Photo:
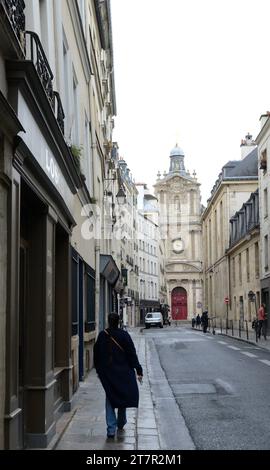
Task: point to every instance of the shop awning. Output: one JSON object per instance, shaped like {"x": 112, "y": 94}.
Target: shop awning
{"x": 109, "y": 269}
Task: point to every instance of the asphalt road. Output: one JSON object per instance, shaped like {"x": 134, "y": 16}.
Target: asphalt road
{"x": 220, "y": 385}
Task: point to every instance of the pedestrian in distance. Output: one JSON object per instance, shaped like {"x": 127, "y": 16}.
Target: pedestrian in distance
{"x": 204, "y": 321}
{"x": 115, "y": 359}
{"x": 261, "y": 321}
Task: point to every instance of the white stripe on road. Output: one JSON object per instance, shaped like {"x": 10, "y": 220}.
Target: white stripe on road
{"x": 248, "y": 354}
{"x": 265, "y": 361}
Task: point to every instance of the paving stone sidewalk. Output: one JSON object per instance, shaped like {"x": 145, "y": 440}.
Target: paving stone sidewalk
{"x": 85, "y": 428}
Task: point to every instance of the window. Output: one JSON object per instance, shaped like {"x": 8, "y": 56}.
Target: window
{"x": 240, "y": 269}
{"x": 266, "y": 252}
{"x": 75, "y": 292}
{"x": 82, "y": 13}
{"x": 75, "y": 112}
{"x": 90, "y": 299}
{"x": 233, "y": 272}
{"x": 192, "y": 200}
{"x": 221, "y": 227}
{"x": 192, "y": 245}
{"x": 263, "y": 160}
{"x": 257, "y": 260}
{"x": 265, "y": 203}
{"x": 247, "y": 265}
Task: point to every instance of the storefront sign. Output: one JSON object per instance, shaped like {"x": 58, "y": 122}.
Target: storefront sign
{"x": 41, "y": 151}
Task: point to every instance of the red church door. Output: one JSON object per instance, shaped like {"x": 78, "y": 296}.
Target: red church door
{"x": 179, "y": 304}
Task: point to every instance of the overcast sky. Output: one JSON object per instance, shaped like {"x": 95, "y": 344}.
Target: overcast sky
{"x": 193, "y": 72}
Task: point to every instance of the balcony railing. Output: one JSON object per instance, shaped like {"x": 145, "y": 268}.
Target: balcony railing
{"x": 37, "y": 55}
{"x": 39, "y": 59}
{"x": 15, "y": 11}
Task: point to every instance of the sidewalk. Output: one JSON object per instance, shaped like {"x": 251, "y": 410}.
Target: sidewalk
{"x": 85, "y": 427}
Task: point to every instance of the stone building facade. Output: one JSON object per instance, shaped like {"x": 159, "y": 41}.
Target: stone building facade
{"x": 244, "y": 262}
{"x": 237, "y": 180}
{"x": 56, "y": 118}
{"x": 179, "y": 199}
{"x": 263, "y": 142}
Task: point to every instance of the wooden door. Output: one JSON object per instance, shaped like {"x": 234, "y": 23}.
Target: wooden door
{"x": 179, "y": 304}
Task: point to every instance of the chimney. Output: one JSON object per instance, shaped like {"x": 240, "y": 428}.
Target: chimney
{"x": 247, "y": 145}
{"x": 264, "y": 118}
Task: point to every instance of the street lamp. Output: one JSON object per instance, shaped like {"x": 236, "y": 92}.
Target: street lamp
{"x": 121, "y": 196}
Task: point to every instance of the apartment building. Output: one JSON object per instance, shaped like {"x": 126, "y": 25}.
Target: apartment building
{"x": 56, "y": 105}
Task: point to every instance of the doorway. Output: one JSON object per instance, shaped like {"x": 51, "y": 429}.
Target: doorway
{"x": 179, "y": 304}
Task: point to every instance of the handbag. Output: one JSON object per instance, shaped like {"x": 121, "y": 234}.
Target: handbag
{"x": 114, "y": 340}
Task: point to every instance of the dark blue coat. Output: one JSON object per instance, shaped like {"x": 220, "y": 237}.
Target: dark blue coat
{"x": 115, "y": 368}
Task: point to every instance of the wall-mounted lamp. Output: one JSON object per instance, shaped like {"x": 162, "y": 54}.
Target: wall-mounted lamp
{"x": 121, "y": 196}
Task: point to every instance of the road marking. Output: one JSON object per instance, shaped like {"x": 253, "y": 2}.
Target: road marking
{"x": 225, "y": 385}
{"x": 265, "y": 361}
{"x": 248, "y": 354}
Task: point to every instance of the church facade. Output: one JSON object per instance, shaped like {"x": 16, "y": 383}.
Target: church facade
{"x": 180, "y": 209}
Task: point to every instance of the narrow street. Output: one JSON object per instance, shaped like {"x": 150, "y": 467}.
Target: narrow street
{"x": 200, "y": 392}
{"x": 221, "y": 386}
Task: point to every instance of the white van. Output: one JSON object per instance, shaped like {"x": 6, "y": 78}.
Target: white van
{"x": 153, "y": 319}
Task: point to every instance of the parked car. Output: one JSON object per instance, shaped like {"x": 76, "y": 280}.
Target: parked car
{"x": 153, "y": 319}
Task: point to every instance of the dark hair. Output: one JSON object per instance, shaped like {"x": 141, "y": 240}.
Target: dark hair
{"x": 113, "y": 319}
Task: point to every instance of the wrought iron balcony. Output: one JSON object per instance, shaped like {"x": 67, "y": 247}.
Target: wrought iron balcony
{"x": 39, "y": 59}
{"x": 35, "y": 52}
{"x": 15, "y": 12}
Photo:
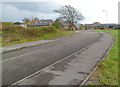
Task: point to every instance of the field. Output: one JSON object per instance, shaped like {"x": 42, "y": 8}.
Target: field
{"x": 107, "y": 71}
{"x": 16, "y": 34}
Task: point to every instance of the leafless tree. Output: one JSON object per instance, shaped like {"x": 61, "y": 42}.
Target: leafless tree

○ ○ ○

* _Aim of the exercise_:
Transcribe the listing in full and omit the pictures.

* _Solution to this task_:
Photo:
Task: point to every instance of the shop awning. Output: one JSON object per instance, shaped like {"x": 112, "y": 94}.
Target: shop awning
{"x": 109, "y": 269}
Task: point to every instance of the asphalt road. Output: one JSON object per instance, shaped like {"x": 134, "y": 16}.
Target: asphalt road
{"x": 220, "y": 385}
Task: point to every instance of the pedestrian in distance. Output: one JSON object per instance, shaped like {"x": 127, "y": 16}.
Target: pedestrian in distance
{"x": 204, "y": 321}
{"x": 115, "y": 359}
{"x": 261, "y": 321}
Task: point to every instance of the white stripe on road. Output: one JSON object per instance, shaped like {"x": 10, "y": 220}.
Target: white stripe on road
{"x": 248, "y": 354}
{"x": 265, "y": 361}
Task: point to every instance of the paving stone sidewalk. Output: one JSON object per instance, shaped like {"x": 145, "y": 440}.
Target: paving stone sidewalk
{"x": 85, "y": 428}
Task: point to every instance of the window. Output: one JSON object per instance, shaped like {"x": 8, "y": 56}.
Target: window
{"x": 240, "y": 269}
{"x": 266, "y": 252}
{"x": 75, "y": 292}
{"x": 82, "y": 13}
{"x": 75, "y": 112}
{"x": 90, "y": 299}
{"x": 233, "y": 272}
{"x": 192, "y": 200}
{"x": 221, "y": 227}
{"x": 192, "y": 245}
{"x": 263, "y": 160}
{"x": 257, "y": 260}
{"x": 265, "y": 203}
{"x": 247, "y": 265}
Task: point to every instance of the storefront sign. Output: one JSON object per instance, shaped like {"x": 58, "y": 122}.
Target: storefront sign
{"x": 41, "y": 151}
Task: point to every instance of the red church door. Output: one JSON object per instance, shaped like {"x": 78, "y": 296}.
Target: red church door
{"x": 179, "y": 304}
Task: point to every instance of the overcast sky. Output: one JSON object per instance, shaped like {"x": 95, "y": 344}.
Target: overcast sky
{"x": 193, "y": 72}
Task: point to every instance of the balcony railing. Output: one JSON object per instance, shaped like {"x": 145, "y": 268}.
Target: balcony railing
{"x": 37, "y": 55}
{"x": 39, "y": 59}
{"x": 15, "y": 11}
Task: point to every instance of the sidewalk. Output: one JSON object per instance, shaped like {"x": 251, "y": 410}.
Target: sidewalk
{"x": 85, "y": 427}
Task: point to every instance of the stone building facade. Output: one JSON object per instance, shaped like {"x": 159, "y": 41}.
Target: stone building facade
{"x": 244, "y": 262}
{"x": 237, "y": 180}
{"x": 56, "y": 118}
{"x": 179, "y": 199}
{"x": 263, "y": 142}
Task: point to every instance of the wooden door. Output: one JSON object per instance, shaped like {"x": 234, "y": 23}.
Target: wooden door
{"x": 179, "y": 304}
Task: point to every instance of the chimney. Output: one JSON object per instance, shaped like {"x": 240, "y": 428}.
Target: chimney
{"x": 247, "y": 145}
{"x": 264, "y": 118}
Task: point to every instance of the street lamp. Output: one JSON object per instance, shaped like {"x": 236, "y": 92}.
Target: street lamp
{"x": 121, "y": 196}
Task: point to every instance of the apartment building. Output: one JSON object per instance, shaped like {"x": 126, "y": 25}.
Target: apartment building
{"x": 56, "y": 105}
Task: point to every instance of the doorway. Output: one JSON object per instance, shaped like {"x": 51, "y": 429}.
Target: doorway
{"x": 179, "y": 304}
Task: point to every instance of the handbag. Output: one JSON object per instance, shaped like {"x": 121, "y": 234}.
Target: handbag
{"x": 114, "y": 340}
Task: point to every instance of the dark blue coat. Output: one JSON object per instance, shaped like {"x": 220, "y": 237}.
Target: dark blue coat
{"x": 115, "y": 368}
Task: point to every instance of the wall-mounted lamp. Output: one JSON object per instance, shaped like {"x": 162, "y": 54}.
Target: wall-mounted lamp
{"x": 121, "y": 196}
Task: point to every instance of the road marking. Output: one JSON object per instance, shaped like {"x": 253, "y": 2}.
Target: road marking
{"x": 225, "y": 385}
{"x": 265, "y": 361}
{"x": 248, "y": 354}
Task: point to every instance of the church facade. Output: one JSON object per instance, shaped like {"x": 16, "y": 383}.
Target: church facade
{"x": 180, "y": 209}
Task: point to every instance of the narrow street. Output: one JSON object per instance, shaped like {"x": 150, "y": 467}.
Target: narrow street
{"x": 200, "y": 392}
{"x": 221, "y": 386}
Task: point to every instance of the white van. Output: one JSON object per instance, shaped like {"x": 6, "y": 78}.
Target: white van
{"x": 153, "y": 319}
Task: point to every instance of the parked car. Output: one JSON object per instance, shaped like {"x": 76, "y": 280}.
Target: parked car
{"x": 153, "y": 319}
Task: point to every instance of the dark hair. Output: one JSON object per instance, shaped like {"x": 141, "y": 240}.
Target: dark hair
{"x": 113, "y": 319}
Task: point to every instance of the wrought iron balcony. Output: one JSON object per instance, shaped like {"x": 67, "y": 247}.
Target: wrought iron balcony
{"x": 39, "y": 59}
{"x": 35, "y": 52}
{"x": 15, "y": 12}
Photo:
Task: point to every instance of the field. Output: one JSON object per instance, shaped like {"x": 42, "y": 8}.
Target: field
{"x": 107, "y": 71}
{"x": 16, "y": 34}
Task: point to every instance of the leafless tree. Output: one JSON object per instance, shaped like {"x": 61, "y": 42}.
Target: leafless tree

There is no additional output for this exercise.